(Selected excerpt)

Hunters still getting away with murder!

Mike Hill was killed sabbing the Cheshire Beagles in 1991 No-one was charged in connection with his death.

Last August and early into the new fox hunting season, a sab was ridden down and seriously injured by Mark Doggrell of the Blackmore and Sparkford Vale Hunt in Dorset. The attack happened during an evening cubbing and pony club meet, where children aged from 7 to 14 were present. The woman spent two weeks in hospital for injuries including seven broken ribs, a collapsed lung and trauma to her shoulder. 

Doggrell was arrested and investigated for causing grevious bodily harm but last week the CPS decided not to bring any charges, citing insufficient evidence. Whilst on bail for this attack he was also charged with assault for breaking a fellow hunter’s nose at their hunt ball.

Lee Moon, spokesperson for the Hunt saboteurs Association, stated: “We are disappointed, but not surprised, that no charges have been brought against Mark Doggrell. Historically the police and criminal justice system have allowed acts of violence on hunt saboteurs to go unpunished whilst the saboteurs themselves are prosecuted seemingly at the whim of the hunts.

The announcement coincided with the anniversary of the death of Mike Hill. He was killed whilst sabbing the Cheshire beagles on 9 February 1991, aged just 18, crushed between a truck and trailer driven by Alan Summersgill. Afterwards an angry group attacked Summersgill’s house and some people were gaoled but he was never charged with any offence, even driving without due care or attention.

Two years later another young man named Tom Worby died on his first sab, crushed under the wheels of a van belonging to the Cambridgeshire Fox Hunt. The driver was huntsman Alan Ball but he too faced no charges. Since then many sabs have been seriously injured, including one named Steve Christmas who nearly died in 2000.

These attacks receive scant coverage, unlike that afforded to the rare instances of saboteurs fighting back. Two weeks ago the joint master of the Tedworth Hunt in Wiltshire was beaten to the ground and required hospital treatment. His injuries weren’t serious – a few broken teeth – but according to the Daily Mail police said they were treating it as a serious incident of ABH and potential public disorder and described it as “a totally unacceptable assault involving a group of men and wwearing balaclavas.”

Some of you reading this might find it hard to believe that saboteurs are still being attacked and hunters getting away with it when hunting with dogs is supposed to have been banned since 2005. In fact it’s the 10th anniversary of the Hunting Act on 18 February. Shouldn’t it be hunt scum themselves who are facing the full force of the law?!

Yesterday the BBC website published an article called Did hunting disappear? in which the Hunt Saboteurs Association is quoted as saying: “Most hunts are carrying on as they did before. The police have never known much about hunting other than how to try to protect it, so we never had much faith in them changing sides”

The problem is the police don’t want to enforce the law and neither do the CPS. It’s left to hunt monitors to follow hunts and try to record their wrongdoing but they too can get attacked. Due to judicial inaction, the RSPCA have spent millions prosecuting hunts themselves. But even on the rare occasions when they are successful, those guilty are let off with a slap to the wrist. In 2013 Nicholas Bycroft of the Crawley & Horsham Hunt admitted illegally hunting a fox and received a 12 month conditional discharge, £150 costs and £15 victim surcharge.

(Data to examine)

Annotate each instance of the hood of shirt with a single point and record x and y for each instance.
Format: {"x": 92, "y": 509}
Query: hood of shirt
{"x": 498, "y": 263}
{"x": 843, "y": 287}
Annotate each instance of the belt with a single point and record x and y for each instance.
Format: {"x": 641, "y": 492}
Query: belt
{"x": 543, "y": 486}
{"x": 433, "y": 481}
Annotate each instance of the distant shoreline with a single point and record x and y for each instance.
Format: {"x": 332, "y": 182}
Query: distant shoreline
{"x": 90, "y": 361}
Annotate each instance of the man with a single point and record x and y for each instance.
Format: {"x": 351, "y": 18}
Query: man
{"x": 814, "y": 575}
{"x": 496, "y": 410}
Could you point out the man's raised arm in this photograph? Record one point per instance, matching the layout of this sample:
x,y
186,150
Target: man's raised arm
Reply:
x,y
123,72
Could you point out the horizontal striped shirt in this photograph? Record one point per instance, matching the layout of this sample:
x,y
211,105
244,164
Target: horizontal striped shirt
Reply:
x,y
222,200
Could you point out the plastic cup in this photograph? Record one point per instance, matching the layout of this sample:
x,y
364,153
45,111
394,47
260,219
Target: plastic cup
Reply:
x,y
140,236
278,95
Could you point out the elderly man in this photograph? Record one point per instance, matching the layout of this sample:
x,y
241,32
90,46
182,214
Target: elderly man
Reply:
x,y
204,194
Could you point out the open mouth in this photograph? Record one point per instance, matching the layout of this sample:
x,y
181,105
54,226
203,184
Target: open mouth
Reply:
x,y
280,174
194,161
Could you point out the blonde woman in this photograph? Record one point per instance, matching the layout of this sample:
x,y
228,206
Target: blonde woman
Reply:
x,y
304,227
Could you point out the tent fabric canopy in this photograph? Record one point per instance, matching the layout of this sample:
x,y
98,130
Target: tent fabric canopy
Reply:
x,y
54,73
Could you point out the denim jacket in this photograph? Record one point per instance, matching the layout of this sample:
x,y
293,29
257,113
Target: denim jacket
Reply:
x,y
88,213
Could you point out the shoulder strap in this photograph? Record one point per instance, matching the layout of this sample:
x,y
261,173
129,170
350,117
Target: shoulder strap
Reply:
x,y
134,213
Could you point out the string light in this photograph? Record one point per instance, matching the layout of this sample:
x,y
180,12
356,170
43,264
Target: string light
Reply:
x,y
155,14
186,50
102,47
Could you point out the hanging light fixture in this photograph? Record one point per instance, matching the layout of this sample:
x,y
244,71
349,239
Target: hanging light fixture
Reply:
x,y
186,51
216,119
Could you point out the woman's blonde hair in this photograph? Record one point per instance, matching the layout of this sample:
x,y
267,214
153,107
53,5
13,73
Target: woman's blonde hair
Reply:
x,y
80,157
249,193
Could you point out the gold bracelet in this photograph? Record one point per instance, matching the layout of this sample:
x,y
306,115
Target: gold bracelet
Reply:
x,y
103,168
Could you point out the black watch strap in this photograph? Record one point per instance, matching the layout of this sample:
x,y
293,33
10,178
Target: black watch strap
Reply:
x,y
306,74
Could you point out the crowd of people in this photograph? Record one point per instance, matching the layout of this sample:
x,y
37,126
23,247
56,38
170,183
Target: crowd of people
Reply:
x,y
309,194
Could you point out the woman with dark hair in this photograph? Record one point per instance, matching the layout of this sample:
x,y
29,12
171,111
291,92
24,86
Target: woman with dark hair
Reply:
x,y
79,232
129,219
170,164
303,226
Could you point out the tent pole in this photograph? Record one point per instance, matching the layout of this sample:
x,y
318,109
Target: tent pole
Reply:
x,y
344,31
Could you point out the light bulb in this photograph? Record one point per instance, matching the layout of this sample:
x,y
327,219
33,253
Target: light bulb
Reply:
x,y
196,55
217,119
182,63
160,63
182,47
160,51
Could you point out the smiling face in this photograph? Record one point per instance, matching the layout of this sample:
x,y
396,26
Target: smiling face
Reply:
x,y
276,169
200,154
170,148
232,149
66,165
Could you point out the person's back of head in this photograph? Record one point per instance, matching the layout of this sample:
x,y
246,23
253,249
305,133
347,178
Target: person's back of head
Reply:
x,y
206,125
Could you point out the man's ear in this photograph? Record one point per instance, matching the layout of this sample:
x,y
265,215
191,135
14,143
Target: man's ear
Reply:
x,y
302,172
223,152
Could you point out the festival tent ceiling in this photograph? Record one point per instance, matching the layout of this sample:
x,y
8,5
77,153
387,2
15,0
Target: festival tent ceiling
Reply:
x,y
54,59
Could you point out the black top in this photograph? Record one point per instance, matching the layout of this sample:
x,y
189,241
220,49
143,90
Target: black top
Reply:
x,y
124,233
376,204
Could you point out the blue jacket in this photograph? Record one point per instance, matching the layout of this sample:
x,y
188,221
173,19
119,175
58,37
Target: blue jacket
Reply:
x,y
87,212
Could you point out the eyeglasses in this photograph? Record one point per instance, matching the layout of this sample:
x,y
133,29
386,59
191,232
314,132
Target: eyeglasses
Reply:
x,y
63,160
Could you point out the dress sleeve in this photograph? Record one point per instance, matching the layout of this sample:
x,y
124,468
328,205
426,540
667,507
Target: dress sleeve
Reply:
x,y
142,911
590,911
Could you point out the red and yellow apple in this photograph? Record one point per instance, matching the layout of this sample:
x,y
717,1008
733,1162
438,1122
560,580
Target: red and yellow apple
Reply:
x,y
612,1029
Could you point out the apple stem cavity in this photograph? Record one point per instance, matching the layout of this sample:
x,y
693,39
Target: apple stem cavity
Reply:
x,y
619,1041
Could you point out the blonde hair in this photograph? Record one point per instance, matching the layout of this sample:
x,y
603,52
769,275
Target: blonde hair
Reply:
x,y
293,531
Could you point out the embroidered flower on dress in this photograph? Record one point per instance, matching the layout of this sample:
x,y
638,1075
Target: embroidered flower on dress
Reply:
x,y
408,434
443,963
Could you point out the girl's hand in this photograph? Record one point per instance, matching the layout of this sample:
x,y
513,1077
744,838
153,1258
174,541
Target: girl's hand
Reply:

(Problem to solve)
List every hunt named in the article on attacks against hunt saboteurs. Answer from the article alone.

(Solution to the problem)
- Cheshire Beagles
- Blackmore and Sparkford Vale Hunt
- Cambridgeshire Fox Hunt
- Tedworth Hunt
- Crawley & Horsham Hunt